What is being asked ▸ Determine the number of lines in the data below that contain the string "mobile", and respond with that number alone.

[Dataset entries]
*-*-*

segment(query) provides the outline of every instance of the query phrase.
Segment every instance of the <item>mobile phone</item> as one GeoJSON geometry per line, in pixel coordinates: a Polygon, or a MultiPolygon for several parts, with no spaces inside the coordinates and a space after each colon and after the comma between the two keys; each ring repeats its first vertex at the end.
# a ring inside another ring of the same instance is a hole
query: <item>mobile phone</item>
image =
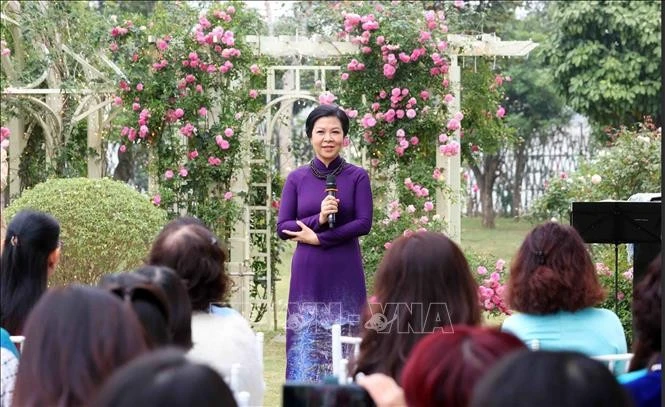
{"type": "Polygon", "coordinates": [[[374,407],[367,390],[356,384],[287,382],[282,388],[283,407],[374,407]]]}

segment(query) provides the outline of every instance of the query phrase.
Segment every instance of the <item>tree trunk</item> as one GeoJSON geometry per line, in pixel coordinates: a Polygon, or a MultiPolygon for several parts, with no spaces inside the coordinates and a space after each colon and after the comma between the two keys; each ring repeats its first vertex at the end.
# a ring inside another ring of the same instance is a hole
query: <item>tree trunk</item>
{"type": "Polygon", "coordinates": [[[524,170],[526,169],[526,142],[515,146],[515,174],[513,176],[513,204],[510,209],[510,216],[517,217],[522,213],[522,180],[524,179],[524,170]]]}
{"type": "Polygon", "coordinates": [[[485,155],[482,165],[482,171],[476,164],[472,165],[471,169],[476,176],[478,189],[480,190],[480,204],[483,211],[482,226],[487,229],[494,229],[496,227],[494,223],[496,212],[494,211],[492,191],[498,177],[497,171],[501,165],[501,157],[498,154],[485,155]]]}

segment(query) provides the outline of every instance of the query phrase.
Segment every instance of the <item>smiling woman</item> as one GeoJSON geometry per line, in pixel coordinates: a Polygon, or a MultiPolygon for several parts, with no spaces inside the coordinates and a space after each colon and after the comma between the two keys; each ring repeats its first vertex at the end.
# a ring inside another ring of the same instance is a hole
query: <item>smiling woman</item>
{"type": "Polygon", "coordinates": [[[365,303],[358,237],[372,226],[372,191],[367,172],[340,156],[349,132],[343,110],[318,106],[305,131],[315,158],[287,177],[277,234],[298,242],[291,262],[286,379],[316,382],[332,373],[332,325],[353,331],[365,303]],[[326,192],[330,176],[336,196],[326,192]]]}

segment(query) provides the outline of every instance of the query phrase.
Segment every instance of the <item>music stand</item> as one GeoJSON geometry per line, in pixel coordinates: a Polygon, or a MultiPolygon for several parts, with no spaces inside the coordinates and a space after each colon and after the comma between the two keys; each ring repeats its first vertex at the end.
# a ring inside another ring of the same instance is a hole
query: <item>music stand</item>
{"type": "Polygon", "coordinates": [[[614,244],[614,311],[619,291],[619,244],[660,243],[660,202],[573,202],[570,224],[587,243],[614,244]]]}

*-*-*

Response to the exercise ▸ 2